◆ **GIVEN INSTRUCTION**:
Convert every line of the material below into a JSON list of strings, with one string per line and blank lines omitted.

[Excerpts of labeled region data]
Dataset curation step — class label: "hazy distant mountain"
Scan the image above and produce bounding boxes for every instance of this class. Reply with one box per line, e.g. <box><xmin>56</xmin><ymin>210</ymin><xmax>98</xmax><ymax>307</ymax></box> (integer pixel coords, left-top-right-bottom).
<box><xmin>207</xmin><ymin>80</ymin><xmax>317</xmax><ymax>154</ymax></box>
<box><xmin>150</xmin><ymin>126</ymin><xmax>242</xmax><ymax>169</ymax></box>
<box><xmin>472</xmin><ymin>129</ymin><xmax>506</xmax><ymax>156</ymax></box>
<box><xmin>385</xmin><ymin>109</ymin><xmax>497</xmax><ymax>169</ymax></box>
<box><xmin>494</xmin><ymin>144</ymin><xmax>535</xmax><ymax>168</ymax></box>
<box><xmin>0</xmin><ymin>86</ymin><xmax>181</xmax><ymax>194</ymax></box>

◆ **RESULT FOR THIS EXERCISE**:
[
  "Dataset curation step — class label: \"hazy distant mountain\"",
  "Scan the image above and produce bounding boxes for every instance of this class. Reply with one box per line, e.g. <box><xmin>56</xmin><ymin>210</ymin><xmax>98</xmax><ymax>307</ymax></box> (integer pixel coords, left-top-right-bottom).",
  "<box><xmin>207</xmin><ymin>80</ymin><xmax>317</xmax><ymax>154</ymax></box>",
  "<box><xmin>150</xmin><ymin>126</ymin><xmax>242</xmax><ymax>169</ymax></box>",
  "<box><xmin>472</xmin><ymin>129</ymin><xmax>506</xmax><ymax>156</ymax></box>",
  "<box><xmin>385</xmin><ymin>109</ymin><xmax>497</xmax><ymax>169</ymax></box>",
  "<box><xmin>494</xmin><ymin>144</ymin><xmax>535</xmax><ymax>168</ymax></box>",
  "<box><xmin>0</xmin><ymin>86</ymin><xmax>181</xmax><ymax>194</ymax></box>"
]